Text under study:
Hello, my name is…well it’s my username. Anyway, I guess a story is in order. I think my addiction to PMO started when I was about 13 a decade ago. I didn’t even know what MO was until I accidentally discovered it myself one night. Felt incredible, but scared me half to death when I thought I was releasing a bunch of white blood cells. Dur her dur. Anyway, I figured it out, and continued doing it. It started to get harder to do it until I made the discovery of the century: images that stimulate sexual urges increase the likelihood of successful ejaculation. Brilliant! So porn came into the picture, first as things simple as bikinis (screw you DOA Beach Volleyball), and censored images of nudity. I would skip through all 70 channels on TV (very, very basic cable) to find anything of stimulation. And sooner or later of course, I graduated to using the computer to more erogenous zones. I don’t really prefer hardcore because it gets kind of gross in my opinion (Is that area safe, or is it going to eat me). In fact I usually stick to illustrations and animation to get my kicks because, tell me if you haven’t this before: if they’re not real people, then it’s not as bad. Again, dur her dur. I’ve tried everything from visiting my bishop (Born, raised, and still am Mormon), visiting a therapist, and going over 12 step programs provided. Good intentions, but it’s just not enough to kick it 100%. Perhaps it’s because I don’t have any friends to hang out with, perhaps it’s my health, I don’t know. I don’t even have a Facebook or Twitter, that’s how dead my social life is. I heard of this site and kind of chuckled when I heard the name (and even more when I saw the moto), but when I read what it’s about, I was touched. It is so inspiring to see a site where people leave their prejudices and differences at the door to all come together to lift each other up to overcome this mental (as well as spiritual for people like me) poison. I’m getting older, and I want a wife someday. Plus, I’ve always found my brain to be in absolute fog. It’s like it’s suffocating from the sludge. My college grades aren’t too good, and I have no confidence at all. I hope this will all change after a while. So yeah, this will be my first social site. Let see what happens.
It's really a hard journey. An accountability partner(ap) can help you with this journey to change. I already have an ap but I'm still willing to help you as your ap.
If you need an ap just send me your gmail acc and we'll talk there. Me and my other aps have strategies to stop our pmo
Oh...I don't know if I can do that. It's not you, it's just that I'm very scared of giving anyone my email. I do thank you though for caring enough to offer, and I do wish you the best in beating this as well.

Recorded data:
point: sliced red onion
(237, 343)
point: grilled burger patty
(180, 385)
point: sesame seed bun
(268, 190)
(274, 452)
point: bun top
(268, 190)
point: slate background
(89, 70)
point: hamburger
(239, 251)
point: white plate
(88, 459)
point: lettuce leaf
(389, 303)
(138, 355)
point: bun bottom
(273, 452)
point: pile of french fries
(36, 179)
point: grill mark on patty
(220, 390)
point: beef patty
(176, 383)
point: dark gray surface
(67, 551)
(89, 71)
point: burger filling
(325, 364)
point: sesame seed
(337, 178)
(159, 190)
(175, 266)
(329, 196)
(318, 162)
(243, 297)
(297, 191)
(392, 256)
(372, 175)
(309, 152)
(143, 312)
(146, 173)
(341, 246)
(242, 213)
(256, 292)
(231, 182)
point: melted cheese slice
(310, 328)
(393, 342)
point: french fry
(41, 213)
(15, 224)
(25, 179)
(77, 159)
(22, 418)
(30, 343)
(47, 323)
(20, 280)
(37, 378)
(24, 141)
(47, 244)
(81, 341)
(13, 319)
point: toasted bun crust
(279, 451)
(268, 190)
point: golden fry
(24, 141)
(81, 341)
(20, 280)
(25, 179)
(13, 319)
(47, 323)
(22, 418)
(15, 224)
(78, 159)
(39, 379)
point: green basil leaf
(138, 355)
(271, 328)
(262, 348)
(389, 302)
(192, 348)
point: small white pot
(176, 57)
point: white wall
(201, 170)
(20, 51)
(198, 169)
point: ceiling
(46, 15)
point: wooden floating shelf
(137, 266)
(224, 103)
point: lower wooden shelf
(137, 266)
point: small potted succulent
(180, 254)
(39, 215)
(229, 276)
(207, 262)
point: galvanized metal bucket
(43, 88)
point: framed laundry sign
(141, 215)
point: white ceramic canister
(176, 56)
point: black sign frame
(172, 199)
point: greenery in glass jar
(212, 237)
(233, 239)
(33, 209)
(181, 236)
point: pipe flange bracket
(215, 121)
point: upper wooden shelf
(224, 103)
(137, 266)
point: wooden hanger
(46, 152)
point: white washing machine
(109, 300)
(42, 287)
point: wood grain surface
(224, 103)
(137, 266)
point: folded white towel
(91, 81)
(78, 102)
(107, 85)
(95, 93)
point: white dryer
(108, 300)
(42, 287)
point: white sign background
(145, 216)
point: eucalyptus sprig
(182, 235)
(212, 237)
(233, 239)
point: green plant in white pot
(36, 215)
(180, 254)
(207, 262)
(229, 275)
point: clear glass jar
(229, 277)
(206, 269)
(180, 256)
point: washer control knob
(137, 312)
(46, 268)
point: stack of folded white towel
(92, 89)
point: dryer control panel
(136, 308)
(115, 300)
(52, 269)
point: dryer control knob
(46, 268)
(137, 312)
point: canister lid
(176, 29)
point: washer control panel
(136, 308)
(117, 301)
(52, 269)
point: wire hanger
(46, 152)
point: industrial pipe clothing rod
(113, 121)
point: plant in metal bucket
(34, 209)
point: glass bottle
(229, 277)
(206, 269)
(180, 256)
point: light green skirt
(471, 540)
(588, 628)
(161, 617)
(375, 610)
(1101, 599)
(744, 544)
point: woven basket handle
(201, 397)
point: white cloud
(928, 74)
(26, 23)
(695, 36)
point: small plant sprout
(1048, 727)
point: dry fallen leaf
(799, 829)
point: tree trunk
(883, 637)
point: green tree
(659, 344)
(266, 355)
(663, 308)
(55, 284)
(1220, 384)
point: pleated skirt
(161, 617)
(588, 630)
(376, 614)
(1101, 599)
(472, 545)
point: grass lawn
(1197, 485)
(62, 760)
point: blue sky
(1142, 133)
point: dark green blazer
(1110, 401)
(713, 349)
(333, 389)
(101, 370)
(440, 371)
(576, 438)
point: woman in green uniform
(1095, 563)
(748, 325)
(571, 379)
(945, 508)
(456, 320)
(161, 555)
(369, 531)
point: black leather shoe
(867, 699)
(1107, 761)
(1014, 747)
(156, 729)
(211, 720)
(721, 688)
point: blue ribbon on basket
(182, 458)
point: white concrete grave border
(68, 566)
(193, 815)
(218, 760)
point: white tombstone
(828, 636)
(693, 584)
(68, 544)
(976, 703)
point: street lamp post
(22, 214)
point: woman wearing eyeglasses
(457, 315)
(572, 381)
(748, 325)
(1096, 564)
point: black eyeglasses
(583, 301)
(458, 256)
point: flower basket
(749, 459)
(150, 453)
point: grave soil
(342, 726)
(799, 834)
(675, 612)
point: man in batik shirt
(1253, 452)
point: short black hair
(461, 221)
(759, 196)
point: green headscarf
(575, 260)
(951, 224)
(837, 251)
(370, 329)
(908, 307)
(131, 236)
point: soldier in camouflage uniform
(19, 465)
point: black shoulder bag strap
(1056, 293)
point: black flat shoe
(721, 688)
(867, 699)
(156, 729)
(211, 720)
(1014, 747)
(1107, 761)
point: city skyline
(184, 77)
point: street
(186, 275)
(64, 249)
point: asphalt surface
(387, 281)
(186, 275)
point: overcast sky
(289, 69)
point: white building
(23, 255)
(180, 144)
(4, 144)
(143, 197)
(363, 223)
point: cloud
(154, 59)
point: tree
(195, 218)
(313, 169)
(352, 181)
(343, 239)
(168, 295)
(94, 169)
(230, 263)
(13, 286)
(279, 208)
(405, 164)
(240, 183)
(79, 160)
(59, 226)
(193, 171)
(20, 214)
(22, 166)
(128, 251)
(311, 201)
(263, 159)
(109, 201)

Task list:
a – In the forum thread, list the things the first poster says they have tried in order to quit.
b – Reproduce the part of the forum thread that opens with the words containing "If you need" and closes with "this as well.".
c – According to the forum thread, at about what age did the first poster's addiction start?
Rely only on the forum thread to do this work.

Answers to this exercise:
a –
- Visiting their bishop
- Visiting a therapist
- Going over the 12 step programs provided

b –
If you need an ap just send me your gmail acc and we'll talk there. Me and my other aps have strategies to stop our pmo
Oh...I don't know if I can do that. It's not you, it's just that I'm very scared of giving anyone my email. I do thank you though for caring enough to offer, and I do wish you the best in beating this as well.

c – About 13, a decade ago.